DOCUMENT EXTRACT:

□ □ □ □ □

Most men contract it, usually in their declining years, but generally its progress is snail’s space and they go on to shrug off their mortal coil for other, more sinister reasons.

And, since genetic conditions are increasingly regarded by the medical fraternity as a guide to what can strike future generations, I’m fortunate, because the disease doesn’t run in my family, though that doesn’t absolve me from a positive diagnosis some day.

My wife and I were also lucky to be post-WW2 baby-boomers. It meant we were fed on home-made, additive-free food, minus preservatives, and I didn’t have my first, US-style hamburger from a fast food chain until about 1958 (it was a Wimpey, by the way).

Meanwhile, 1950s rationing limited us to good, plain, old-fashioned grub – plenty of meat and fresh veg dishes; yucky steamed fish; nutritious, home-made winter soups – which my kids now dub ‘soul food’. We also ate plenty of fruit, either straight out of its skins or cooked as baked and stewed apples, and in various tarts.

Since most families didn’t have cars way back then, we walked lots and cycled. In my early teens, regardless of the weather, I pedalled twelve miles a day to school and back on my prized, Sun Superlight drop-handle-barred racing bike and can still remember every hill.

We also played out almost daily on the local ‘rec’, inventing our own games and filling our lungs with what passed for fresh air in damp, polluted Manchester.

On reflection, it was a gilded childhood and somehow, heathwise, I believe it has stood us in good stead, since we weren’t afflicted by video games, cellphone toys and the plethora of gizmos that tantalise today’s young and keep them housebound and anti-social for hours.

But, to return to the point of this and our choice to be proactive about our health, though it’s fair to say we’re not obsessional about it, just moderately sensible.

The annual medicals have taught us to avoid too much salt, fizzy, cola-style drinks and pre-prepared convenience foods, which are rarities in Mallorca anyway (though I do miss M&S duck a la orange).

However, the doc’s ‘MoT’ can be a contentious issue – and especially among men of my vintage. Maybe they fear what they’ll hear.

But blokes, by nature, are blokish. We’ll happily chew the fat about sport, politics, business/work and dissect the attributes of a pretty girl if one chances by.

DON’T CARRY ON, NURSE: Men shun medical check-ups, maybe because they fear what they’ll hear

But, in our macho world all talk of medical matters is taboo and if one of us suddenly developed a third testicle, it would be a topic of hilarity – envy even – not a health concern.

In fact, too many men I know take an ostrich-eye view of their bodies and say, ‘If something happens, I’ll sort it. But I don’t want to go looking for trouble.’

That was the mindset of two friends until they were required to take medicals for insurance purposes and discovered to their horror they had aggressive prostate cancer. Fortunately, it hadn’t spread to other vital organs and, after treatment, I’m glad to say they’re still kicking.

Contrarily, two female strangers standing at a bus stop will strike up a conversation that’s invariably a prelude to comparing hysterectomies, smears and mammograms.

True, women are far more accustomed to their anatomy being medically invaded; it’s a fact of life they reluctantly accept. But, hence, they have far fewer inhibitions about discussing intimate details.

Generally, they’re also considerably more proactive in looking after their bodies than we Neanderthals.

This leads me to the conclusion – contrary to Professor Higgins song in My Fair Lady, bewailing the fairer sex and demanding ‘Why can’t women be more like men’ – men should be more like women when it comes to treating wellness seriously.

Of course, guys, if you want to continue swilling half-a-dozen litres of San Miguel nightly, chased by tequila shots, existing on a fast-food diet and walking no further than the car, by all means carry on, because I don’t want to bang on like a health nerd.

Sooner or later, though, I’ll probably see you at the cemetery. Hopefully, I’ll be the one with the bunch of flowers and an R.I.P. note.

□ □ □ □ □

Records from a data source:
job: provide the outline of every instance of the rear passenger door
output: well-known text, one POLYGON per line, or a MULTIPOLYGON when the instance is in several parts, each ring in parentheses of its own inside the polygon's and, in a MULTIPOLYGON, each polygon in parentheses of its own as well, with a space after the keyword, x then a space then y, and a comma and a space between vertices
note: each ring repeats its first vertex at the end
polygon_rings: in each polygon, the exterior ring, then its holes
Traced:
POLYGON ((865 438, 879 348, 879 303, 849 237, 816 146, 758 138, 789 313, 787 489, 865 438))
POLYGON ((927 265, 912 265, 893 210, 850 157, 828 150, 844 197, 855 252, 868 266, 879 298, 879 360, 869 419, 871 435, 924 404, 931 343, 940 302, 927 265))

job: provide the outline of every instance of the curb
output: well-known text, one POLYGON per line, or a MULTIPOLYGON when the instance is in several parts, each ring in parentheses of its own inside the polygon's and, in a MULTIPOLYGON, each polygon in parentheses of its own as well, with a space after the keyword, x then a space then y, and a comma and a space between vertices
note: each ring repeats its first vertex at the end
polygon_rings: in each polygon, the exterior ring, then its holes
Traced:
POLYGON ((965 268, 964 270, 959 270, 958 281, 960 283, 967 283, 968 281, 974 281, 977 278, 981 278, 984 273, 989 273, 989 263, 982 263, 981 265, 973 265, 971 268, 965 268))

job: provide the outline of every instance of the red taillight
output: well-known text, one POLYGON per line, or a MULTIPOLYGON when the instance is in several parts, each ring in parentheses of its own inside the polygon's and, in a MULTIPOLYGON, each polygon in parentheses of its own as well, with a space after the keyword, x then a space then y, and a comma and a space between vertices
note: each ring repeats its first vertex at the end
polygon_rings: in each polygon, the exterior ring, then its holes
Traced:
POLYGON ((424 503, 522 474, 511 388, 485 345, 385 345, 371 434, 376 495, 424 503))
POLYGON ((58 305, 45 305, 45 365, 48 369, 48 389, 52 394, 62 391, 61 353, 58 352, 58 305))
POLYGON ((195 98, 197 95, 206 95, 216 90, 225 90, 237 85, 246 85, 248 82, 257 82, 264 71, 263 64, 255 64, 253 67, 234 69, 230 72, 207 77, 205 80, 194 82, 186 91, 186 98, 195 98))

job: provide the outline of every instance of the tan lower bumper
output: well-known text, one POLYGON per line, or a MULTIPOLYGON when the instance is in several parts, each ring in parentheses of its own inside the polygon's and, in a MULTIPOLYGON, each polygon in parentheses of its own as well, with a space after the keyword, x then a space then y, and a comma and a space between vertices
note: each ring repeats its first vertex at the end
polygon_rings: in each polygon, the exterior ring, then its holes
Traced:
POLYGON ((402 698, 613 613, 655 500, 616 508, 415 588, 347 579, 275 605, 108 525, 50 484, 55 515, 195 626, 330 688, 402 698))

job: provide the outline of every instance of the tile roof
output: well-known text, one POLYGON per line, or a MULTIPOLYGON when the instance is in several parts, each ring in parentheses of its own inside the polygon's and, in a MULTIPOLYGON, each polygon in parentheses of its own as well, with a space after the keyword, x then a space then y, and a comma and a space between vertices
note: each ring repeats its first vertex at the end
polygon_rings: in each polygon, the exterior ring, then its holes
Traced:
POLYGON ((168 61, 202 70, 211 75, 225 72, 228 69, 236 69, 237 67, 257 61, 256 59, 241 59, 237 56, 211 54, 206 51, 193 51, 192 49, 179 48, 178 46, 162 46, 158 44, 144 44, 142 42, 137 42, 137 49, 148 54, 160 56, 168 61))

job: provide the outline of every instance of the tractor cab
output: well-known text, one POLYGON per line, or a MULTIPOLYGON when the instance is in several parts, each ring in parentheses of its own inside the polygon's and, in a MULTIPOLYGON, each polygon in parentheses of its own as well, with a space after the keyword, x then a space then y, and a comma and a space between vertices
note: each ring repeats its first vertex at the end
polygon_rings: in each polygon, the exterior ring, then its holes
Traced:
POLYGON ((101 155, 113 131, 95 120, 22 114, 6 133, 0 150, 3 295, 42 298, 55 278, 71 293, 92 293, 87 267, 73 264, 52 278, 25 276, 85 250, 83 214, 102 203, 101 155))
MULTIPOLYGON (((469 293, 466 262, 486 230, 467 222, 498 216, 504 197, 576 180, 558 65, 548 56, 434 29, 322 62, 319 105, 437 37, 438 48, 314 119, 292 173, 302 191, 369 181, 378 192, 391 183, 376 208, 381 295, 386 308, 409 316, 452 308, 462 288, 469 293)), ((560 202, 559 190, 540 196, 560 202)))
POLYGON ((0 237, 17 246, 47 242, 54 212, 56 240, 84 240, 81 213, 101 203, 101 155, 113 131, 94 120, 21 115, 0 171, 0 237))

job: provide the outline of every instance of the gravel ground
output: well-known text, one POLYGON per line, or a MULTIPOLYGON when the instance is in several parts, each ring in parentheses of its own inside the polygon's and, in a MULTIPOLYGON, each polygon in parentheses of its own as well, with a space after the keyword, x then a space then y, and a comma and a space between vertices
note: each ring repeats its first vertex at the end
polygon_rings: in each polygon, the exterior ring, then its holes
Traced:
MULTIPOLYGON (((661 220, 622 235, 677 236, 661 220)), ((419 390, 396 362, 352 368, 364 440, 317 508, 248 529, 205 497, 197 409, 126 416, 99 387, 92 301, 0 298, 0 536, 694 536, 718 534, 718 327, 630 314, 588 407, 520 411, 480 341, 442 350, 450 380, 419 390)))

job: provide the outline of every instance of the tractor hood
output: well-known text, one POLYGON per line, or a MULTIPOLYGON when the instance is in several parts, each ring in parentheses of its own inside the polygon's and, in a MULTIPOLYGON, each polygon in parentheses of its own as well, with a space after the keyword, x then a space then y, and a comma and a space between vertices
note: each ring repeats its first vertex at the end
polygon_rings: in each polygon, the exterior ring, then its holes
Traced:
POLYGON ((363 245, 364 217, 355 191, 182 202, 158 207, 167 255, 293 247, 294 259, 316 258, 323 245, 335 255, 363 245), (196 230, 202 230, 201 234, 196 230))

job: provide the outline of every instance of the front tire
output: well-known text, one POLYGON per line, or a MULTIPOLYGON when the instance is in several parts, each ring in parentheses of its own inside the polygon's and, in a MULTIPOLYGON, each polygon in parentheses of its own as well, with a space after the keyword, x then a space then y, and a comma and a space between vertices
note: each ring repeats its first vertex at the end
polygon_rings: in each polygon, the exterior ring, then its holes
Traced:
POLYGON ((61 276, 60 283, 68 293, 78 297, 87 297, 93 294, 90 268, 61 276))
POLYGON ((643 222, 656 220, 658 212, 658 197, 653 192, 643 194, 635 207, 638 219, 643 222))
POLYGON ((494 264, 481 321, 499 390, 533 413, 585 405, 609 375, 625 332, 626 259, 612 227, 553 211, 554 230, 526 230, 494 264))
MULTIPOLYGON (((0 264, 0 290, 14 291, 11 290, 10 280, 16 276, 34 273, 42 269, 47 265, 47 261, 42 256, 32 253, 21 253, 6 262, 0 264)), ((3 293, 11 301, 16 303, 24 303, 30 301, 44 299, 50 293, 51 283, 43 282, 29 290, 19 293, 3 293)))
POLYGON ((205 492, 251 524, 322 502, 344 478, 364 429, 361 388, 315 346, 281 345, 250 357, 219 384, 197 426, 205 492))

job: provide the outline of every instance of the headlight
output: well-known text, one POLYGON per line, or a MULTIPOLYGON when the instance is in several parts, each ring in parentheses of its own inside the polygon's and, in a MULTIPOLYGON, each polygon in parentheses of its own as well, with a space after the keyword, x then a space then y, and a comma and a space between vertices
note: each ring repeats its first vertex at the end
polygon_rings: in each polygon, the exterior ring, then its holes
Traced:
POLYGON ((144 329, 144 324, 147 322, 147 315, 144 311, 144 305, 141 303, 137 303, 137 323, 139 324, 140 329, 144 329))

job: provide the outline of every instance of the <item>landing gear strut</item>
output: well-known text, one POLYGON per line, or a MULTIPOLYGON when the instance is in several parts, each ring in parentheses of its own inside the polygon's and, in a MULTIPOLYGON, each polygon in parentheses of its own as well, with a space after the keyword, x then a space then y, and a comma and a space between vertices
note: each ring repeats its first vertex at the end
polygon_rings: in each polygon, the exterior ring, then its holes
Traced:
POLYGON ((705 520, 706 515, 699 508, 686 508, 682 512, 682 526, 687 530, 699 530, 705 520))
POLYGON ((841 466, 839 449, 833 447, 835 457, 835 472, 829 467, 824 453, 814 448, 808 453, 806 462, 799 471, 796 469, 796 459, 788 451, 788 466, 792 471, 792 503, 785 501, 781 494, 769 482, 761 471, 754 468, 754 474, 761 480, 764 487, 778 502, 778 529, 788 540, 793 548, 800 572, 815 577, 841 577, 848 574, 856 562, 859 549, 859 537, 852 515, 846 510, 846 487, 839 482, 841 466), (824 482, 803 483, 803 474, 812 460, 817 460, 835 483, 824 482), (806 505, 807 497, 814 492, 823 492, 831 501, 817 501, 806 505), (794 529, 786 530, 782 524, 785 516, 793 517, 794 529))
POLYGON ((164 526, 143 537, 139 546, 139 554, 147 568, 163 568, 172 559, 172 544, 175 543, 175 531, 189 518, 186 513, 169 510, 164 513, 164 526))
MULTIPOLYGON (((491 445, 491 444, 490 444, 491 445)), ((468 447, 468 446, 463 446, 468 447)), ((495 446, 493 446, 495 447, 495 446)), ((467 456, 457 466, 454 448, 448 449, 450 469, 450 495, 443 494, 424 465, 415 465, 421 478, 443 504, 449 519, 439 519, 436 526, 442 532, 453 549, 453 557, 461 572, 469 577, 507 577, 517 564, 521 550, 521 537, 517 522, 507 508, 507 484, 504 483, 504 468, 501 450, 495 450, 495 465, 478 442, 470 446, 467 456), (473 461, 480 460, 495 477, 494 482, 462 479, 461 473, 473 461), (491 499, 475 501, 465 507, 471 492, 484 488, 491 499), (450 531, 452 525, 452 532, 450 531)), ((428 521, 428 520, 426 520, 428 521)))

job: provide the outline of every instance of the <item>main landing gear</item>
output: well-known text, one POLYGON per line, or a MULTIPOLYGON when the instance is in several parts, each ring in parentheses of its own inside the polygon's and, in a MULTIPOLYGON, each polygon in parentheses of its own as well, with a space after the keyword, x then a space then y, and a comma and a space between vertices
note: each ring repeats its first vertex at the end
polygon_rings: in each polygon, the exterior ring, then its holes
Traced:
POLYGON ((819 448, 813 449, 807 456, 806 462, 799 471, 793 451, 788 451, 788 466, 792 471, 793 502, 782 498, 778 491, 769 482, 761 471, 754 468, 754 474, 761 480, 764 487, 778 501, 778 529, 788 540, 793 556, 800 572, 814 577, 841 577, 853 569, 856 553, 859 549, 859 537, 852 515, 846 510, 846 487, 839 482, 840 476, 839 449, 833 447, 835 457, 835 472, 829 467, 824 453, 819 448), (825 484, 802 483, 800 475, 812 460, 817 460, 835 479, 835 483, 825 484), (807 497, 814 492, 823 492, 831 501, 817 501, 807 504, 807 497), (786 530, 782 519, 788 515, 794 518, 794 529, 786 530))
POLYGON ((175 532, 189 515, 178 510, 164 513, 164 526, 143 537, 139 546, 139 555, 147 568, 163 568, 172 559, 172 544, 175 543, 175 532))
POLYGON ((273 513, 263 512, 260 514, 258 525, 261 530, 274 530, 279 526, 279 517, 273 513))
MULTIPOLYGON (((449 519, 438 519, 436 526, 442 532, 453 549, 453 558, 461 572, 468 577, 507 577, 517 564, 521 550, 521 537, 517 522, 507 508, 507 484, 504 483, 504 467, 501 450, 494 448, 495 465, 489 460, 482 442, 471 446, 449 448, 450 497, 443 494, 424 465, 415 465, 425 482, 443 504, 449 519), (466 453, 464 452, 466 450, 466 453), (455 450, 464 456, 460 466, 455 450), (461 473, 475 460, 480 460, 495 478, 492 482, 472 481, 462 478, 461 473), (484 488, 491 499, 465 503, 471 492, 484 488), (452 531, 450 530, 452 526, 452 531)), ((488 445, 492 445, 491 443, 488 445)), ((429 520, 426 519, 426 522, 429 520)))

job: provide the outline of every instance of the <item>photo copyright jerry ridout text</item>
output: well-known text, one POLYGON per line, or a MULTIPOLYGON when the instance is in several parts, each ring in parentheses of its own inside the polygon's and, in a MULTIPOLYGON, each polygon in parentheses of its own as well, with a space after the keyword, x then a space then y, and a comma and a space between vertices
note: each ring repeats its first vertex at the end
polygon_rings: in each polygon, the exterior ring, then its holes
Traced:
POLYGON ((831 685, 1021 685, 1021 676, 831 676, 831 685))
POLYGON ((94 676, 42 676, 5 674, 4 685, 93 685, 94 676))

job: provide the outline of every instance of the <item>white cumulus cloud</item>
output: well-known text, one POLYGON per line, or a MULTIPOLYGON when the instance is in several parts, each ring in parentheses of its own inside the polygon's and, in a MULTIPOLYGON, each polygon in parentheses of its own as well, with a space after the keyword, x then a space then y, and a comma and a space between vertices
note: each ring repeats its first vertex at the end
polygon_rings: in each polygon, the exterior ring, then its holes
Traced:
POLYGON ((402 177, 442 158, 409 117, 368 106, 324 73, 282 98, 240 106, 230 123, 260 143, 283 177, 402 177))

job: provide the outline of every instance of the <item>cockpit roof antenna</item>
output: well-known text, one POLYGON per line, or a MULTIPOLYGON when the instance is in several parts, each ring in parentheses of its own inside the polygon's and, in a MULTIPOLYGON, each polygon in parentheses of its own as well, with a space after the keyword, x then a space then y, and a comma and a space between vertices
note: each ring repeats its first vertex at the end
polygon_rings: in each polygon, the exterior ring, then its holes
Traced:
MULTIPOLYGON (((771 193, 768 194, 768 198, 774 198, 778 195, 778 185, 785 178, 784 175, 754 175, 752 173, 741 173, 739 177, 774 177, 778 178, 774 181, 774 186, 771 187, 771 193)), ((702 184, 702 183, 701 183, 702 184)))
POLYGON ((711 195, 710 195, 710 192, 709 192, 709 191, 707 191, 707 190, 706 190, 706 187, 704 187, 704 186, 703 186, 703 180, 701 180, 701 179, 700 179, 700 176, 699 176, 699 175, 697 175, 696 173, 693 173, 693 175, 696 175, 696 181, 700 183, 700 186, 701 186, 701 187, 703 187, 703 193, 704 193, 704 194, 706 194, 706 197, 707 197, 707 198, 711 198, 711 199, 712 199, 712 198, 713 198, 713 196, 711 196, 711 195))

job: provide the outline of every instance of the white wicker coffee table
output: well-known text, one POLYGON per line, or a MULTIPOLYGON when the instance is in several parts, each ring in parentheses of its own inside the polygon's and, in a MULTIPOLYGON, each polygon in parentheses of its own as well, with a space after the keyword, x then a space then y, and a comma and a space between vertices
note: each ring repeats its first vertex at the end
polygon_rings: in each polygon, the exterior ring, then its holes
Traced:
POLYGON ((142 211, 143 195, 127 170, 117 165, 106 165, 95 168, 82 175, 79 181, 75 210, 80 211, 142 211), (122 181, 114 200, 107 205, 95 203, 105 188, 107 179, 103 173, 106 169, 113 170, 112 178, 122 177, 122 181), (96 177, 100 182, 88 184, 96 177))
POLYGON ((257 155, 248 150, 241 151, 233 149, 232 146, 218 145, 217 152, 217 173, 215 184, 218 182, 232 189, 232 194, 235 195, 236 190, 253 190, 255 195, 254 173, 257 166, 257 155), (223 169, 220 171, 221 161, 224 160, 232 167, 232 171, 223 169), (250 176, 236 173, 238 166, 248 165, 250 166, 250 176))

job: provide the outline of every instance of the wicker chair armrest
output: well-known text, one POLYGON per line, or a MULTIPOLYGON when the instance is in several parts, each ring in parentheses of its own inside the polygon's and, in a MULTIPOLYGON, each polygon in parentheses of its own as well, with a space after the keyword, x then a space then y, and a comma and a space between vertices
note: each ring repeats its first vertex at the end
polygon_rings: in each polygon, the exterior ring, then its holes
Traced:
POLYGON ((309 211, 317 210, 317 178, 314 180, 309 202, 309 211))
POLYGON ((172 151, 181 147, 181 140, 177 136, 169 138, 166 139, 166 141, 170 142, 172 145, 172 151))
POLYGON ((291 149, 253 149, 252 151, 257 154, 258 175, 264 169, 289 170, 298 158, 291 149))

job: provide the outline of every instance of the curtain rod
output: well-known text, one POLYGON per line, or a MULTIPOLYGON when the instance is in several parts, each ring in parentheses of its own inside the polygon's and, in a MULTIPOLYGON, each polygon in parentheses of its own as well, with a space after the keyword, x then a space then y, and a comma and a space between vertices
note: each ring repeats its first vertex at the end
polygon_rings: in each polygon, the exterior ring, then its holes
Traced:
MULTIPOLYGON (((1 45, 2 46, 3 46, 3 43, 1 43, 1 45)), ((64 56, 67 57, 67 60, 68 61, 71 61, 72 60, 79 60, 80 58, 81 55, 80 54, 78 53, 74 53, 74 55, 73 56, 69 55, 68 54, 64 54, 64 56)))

□ □ □ □ □

TASK STATEMENT: Please list every subject that, according to the column on men's health, blokes will happily chew the fat about.

EXERCISE RESPONSE:
- Sport
- Politics
- Business/work
- The attributes of a pretty girl, if one chances by